▶ Фрагмент текста
Актер был тонкий и легкий по-своему, а человек – по-своему. И то, что прежде в этом, втором, было легкостью, стало слабостью, как часто у людей бывает. Вероятно, актерская природа Даля оказалась сильнее человеческой, и со временем тому, второму, Даленку, все труднее было угнаться за первым, не выносил он уже этой «погони», этих «взлетов» и «падений». К тому же актер все больше охладевал к своему ремеслу, конечно, в том виде, в каком ему, ремеслу, позволялось существовать. Виталий Мельников говорит, что Даль понимал – такая роль, как Зилов, у него вряд ли еще будет. В Малом театре, школу которого Даль прошел в училище и куда неожиданно для всех пришел в свой последний год, ему ничего подходящего предложить не могли. Подтверждались записанные им в дневнике слова: «И думаешь – а не на кладбище ли живешь?» Не оставалось у человека, Даленка, во имя чего преодолевать себя. И тогда судьба, актер, стала человека побеждать.
В те, последние, годы Даль часто говорил о смерти. Вскоре после окончания съемок у Мельникова прислал ему письмо, в котором к тексту пририсовал следы, ведущие к… могильному кресту. Однажды пришел к Нине Дорошиной, посмотрел в окно, из которого было видно кладбище, и сказал что-то вроде: «Скоро буду там лежать, будешь видеть из окна». В начале марта 1981-го он уехал на съемки. Еще за пару месяцев до того чувствовал себя плохо, нервы совсем разошлись. Накануне Нового года вернулся домой пьяным и праздник провел в одиночестве: Лиза, добрая душа, все-таки не выдержала и, взяв в охапку маму, уехала к друзьям, а Павла Петровна, увидев, что сын закрылся в комнате, ушла к себе.

[Данные для локализации точек]
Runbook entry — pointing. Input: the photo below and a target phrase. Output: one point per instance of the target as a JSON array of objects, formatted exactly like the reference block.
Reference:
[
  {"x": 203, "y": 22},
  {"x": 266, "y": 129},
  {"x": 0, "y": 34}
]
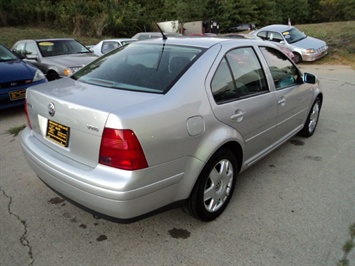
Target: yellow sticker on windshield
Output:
[{"x": 46, "y": 43}]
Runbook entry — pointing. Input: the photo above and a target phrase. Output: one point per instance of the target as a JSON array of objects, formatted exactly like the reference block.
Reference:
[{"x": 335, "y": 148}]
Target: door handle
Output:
[
  {"x": 238, "y": 116},
  {"x": 282, "y": 101}
]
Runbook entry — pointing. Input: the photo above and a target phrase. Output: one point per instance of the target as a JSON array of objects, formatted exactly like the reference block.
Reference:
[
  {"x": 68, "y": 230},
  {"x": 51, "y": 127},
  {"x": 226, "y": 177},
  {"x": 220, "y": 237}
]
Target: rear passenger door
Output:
[
  {"x": 292, "y": 95},
  {"x": 243, "y": 100}
]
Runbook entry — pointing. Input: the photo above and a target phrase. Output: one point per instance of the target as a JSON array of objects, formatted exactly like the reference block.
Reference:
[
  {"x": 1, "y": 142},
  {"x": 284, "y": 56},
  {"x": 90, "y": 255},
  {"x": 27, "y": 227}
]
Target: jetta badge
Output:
[{"x": 51, "y": 109}]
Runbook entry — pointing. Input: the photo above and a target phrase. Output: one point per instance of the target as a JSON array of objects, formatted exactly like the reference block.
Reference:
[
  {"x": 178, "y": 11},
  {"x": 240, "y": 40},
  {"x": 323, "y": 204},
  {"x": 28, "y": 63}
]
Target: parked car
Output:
[
  {"x": 243, "y": 27},
  {"x": 169, "y": 122},
  {"x": 157, "y": 34},
  {"x": 56, "y": 58},
  {"x": 15, "y": 77},
  {"x": 248, "y": 36},
  {"x": 305, "y": 48},
  {"x": 105, "y": 46}
]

▶ Задание
Продублируйте целиком, без единого изменения, фрагмент об актере Дале. Эти данные представляют собой отдельный материал.

▶ Ответ
Актер был тонкий и легкий по-своему, а человек – по-своему. И то, что прежде в этом, втором, было легкостью, стало слабостью, как часто у людей бывает. Вероятно, актерская природа Даля оказалась сильнее человеческой, и со временем тому, второму, Даленку, все труднее было угнаться за первым, не выносил он уже этой «погони», этих «взлетов» и «падений». К тому же актер все больше охладевал к своему ремеслу, конечно, в том виде, в каком ему, ремеслу, позволялось существовать. Виталий Мельников говорит, что Даль понимал – такая роль, как Зилов, у него вряд ли еще будет. В Малом театре, школу которого Даль прошел в училище и куда неожиданно для всех пришел в свой последний год, ему ничего подходящего предложить не могли. Подтверждались записанные им в дневнике слова: «И думаешь – а не на кладбище ли живешь?» Не оставалось у человека, Даленка, во имя чего преодолевать себя. И тогда судьба, актер, стала человека побеждать.
В те, последние, годы Даль часто говорил о смерти. Вскоре после окончания съемок у Мельникова прислал ему письмо, в котором к тексту пририсовал следы, ведущие к… могильному кресту. Однажды пришел к Нине Дорошиной, посмотрел в окно, из которого было видно кладбище, и сказал что-то вроде: «Скоро буду там лежать, будешь видеть из окна». В начале марта 1981-го он уехал на съемки. Еще за пару месяцев до того чувствовал себя плохо, нервы совсем разошлись. Накануне Нового года вернулся домой пьяным и праздник провел в одиночестве: Лиза, добрая душа, все-таки не выдержала и, взяв в охапку маму, уехала к друзьям, а Павла Петровна, увидев, что сын закрылся в комнате, ушла к себе.